Repeat every entry in the listing below, exactly.

* start Supplied data *

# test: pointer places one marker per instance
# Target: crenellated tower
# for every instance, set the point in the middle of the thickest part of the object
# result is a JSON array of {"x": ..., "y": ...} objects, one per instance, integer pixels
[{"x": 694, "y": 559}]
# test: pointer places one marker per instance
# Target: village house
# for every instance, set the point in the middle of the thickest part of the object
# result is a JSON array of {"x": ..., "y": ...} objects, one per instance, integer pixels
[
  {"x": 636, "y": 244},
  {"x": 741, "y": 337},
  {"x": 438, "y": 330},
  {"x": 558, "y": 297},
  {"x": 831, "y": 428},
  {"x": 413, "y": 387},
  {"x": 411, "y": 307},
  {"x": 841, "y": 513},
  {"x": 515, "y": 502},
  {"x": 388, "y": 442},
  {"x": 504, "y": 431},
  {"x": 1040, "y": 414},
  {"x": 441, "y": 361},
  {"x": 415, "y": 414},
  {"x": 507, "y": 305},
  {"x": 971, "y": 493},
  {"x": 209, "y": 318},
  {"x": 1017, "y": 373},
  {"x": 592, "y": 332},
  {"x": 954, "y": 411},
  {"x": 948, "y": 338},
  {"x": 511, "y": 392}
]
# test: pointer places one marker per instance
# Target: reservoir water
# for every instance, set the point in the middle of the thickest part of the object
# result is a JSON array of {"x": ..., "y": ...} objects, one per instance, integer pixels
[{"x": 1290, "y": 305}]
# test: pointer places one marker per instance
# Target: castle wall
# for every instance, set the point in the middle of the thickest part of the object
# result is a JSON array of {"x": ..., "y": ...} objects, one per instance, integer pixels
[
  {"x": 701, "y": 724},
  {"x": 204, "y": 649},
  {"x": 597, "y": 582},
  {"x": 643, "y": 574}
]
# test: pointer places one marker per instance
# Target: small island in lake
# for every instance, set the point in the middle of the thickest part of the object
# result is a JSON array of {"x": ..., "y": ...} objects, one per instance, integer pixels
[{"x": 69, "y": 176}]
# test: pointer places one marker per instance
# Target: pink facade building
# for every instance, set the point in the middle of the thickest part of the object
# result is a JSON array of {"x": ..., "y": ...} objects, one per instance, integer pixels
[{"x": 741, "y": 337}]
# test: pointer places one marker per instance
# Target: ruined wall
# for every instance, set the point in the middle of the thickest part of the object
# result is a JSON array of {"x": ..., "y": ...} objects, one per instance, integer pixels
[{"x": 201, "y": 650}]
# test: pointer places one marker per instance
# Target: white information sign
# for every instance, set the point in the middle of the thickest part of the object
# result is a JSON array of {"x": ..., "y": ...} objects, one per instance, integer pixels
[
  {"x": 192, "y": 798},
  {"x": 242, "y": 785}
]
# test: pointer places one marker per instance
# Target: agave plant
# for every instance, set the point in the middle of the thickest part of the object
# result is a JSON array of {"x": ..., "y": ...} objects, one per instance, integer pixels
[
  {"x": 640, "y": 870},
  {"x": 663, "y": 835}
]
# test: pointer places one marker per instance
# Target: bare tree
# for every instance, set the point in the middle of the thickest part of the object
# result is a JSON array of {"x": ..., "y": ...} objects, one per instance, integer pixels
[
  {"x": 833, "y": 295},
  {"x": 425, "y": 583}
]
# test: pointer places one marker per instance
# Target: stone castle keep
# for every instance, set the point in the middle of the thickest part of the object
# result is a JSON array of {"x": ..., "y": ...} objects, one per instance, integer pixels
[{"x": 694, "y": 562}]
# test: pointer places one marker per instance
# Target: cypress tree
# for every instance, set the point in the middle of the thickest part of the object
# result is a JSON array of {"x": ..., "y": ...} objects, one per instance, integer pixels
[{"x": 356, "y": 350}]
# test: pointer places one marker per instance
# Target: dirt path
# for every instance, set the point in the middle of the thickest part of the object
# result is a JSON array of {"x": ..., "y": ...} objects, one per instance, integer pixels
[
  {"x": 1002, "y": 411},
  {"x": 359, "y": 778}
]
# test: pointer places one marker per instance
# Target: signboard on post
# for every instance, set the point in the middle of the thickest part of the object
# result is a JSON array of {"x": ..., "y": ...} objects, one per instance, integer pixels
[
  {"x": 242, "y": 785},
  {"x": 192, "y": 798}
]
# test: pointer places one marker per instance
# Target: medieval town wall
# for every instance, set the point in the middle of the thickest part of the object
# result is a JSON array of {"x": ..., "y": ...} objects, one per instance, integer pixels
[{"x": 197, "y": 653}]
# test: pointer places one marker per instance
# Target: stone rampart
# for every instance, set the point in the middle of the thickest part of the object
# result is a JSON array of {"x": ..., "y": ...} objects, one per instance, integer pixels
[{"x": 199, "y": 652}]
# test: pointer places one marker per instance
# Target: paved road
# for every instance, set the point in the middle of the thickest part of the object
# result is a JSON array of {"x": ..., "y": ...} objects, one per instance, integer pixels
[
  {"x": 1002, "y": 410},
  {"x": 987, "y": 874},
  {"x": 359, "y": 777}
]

* end Supplied data *

Reply:
# test: pointer places one marker per instance
# Target: crenellated tower
# for every instance, set the point in the middle of the thickest part of the object
# result is a JSON array of {"x": ..., "y": ...} objects, one per instance, integer pixels
[{"x": 694, "y": 559}]
# test: pointer places one marker per instance
# Target: village house
# for every instance, set the point in the middle of the thickest part of the object
# result is a JSON array of {"x": ..., "y": ...} objects, one per instance, integer pixels
[
  {"x": 636, "y": 244},
  {"x": 741, "y": 337},
  {"x": 438, "y": 330},
  {"x": 558, "y": 297},
  {"x": 831, "y": 428},
  {"x": 413, "y": 387},
  {"x": 411, "y": 307},
  {"x": 841, "y": 513},
  {"x": 515, "y": 502},
  {"x": 388, "y": 442},
  {"x": 504, "y": 431},
  {"x": 1040, "y": 414},
  {"x": 441, "y": 361},
  {"x": 415, "y": 414},
  {"x": 507, "y": 305},
  {"x": 971, "y": 493},
  {"x": 209, "y": 318},
  {"x": 1017, "y": 373},
  {"x": 592, "y": 332},
  {"x": 954, "y": 411},
  {"x": 948, "y": 338},
  {"x": 511, "y": 392}
]
# test: pointer places one marker per instance
# Target: reservoir water
# for every instance, set the point in the middle of the thickest part of the object
# result is a JSON array of {"x": ..., "y": ...} objects, one per instance, integer pixels
[{"x": 1290, "y": 305}]
# test: pointer places one marker per instance
# Target: castle wall
# for every instance, set the point in the middle of the thickest part of the object
# result is a JSON array of {"x": ..., "y": ...} objects, one per instance, integer pixels
[
  {"x": 701, "y": 724},
  {"x": 204, "y": 649},
  {"x": 597, "y": 582},
  {"x": 643, "y": 574}
]
# test: pointer places one marker per instance
# Target: small island in lake
# for every instance, set the point in the middle of the thickest part of the object
# result is a JSON array of {"x": ..., "y": ...} objects, one per instance, integer pixels
[{"x": 69, "y": 176}]
# test: pointer places one marker per instance
# Target: pink facade building
# for every instance, set the point in the middle of the thickest part of the object
# result is a JSON array of {"x": ..., "y": ...} objects, one per instance, integer pixels
[{"x": 741, "y": 337}]
# test: pointer places one marker per instance
# Target: ruined wall
# for every instance, set the point in the middle of the thickest part of the object
# result is a JSON array of {"x": ..., "y": ...} objects, one per instance, integer pixels
[{"x": 201, "y": 650}]
# test: pointer places one marker per instance
# Target: white information sign
# for every instance, set the point in the middle of the thickest part of the object
# result is a JSON array of {"x": ..., "y": ...} objects, one per instance, integer pixels
[
  {"x": 192, "y": 798},
  {"x": 242, "y": 785}
]
# test: pointer places one marker per instance
# Target: agave plant
# for every instance, set the point in the middle of the thickest part of the object
# result is a JSON array of {"x": ..., "y": ...} objects, one per instance, integer pixels
[
  {"x": 640, "y": 870},
  {"x": 663, "y": 835}
]
# test: pointer places one marker per instance
# Target: bare tree
# for every instance, set the point in the middle of the thickest part of the object
# result is a JSON array of {"x": ..., "y": ...} objects, one per instance, integer pixels
[
  {"x": 833, "y": 295},
  {"x": 425, "y": 583}
]
# test: pointer places one marker per instance
# Target: stone castle keep
# for every instance, set the point in the middle of the thickest part of the object
# result is a JSON array of {"x": ..., "y": ...} objects, one per instance, integer pixels
[{"x": 694, "y": 562}]
# test: pointer places one marker per instance
# Target: cypress tree
# for every instance, set the point in the middle of the thickest part of the object
# result is a JSON array of {"x": ..., "y": ...} objects, one per instance, integer pixels
[{"x": 356, "y": 350}]
# test: pointer places one marker per instance
# Target: dirt path
# for every instance, set the point in the middle of the thickest part of the object
# result is a JSON array of {"x": ..., "y": ...} objects, one per instance, integer pixels
[
  {"x": 1002, "y": 411},
  {"x": 359, "y": 778}
]
# test: pointer places one marker per instance
# Target: signboard on post
# for every instance, set the point in the middle of the thickest part of the object
# result is a JSON array of {"x": ..., "y": ...} objects, one per instance, integer pixels
[
  {"x": 242, "y": 785},
  {"x": 192, "y": 798}
]
# test: pointer places one marker per instance
# Target: medieval town wall
# for every instance, set the point in the middle of the thickest part of the object
# result is a JSON array of {"x": ..., "y": ...} objects, one per instance, integer pixels
[{"x": 197, "y": 653}]
# test: pointer places one marker per instance
# Target: stone rampart
# for every instance, set the point in the middle of the thickest part of the object
# result is a JSON array of {"x": ..., "y": ...} objects, one per instance, integer pixels
[{"x": 199, "y": 652}]
# test: pointer places one marker per instance
# Target: paved road
# for every instance, set the point in the middle of the thickest part of the object
# result is a JSON array of {"x": ..., "y": ...} objects, one per instance, integer pixels
[
  {"x": 1002, "y": 410},
  {"x": 987, "y": 874},
  {"x": 359, "y": 777}
]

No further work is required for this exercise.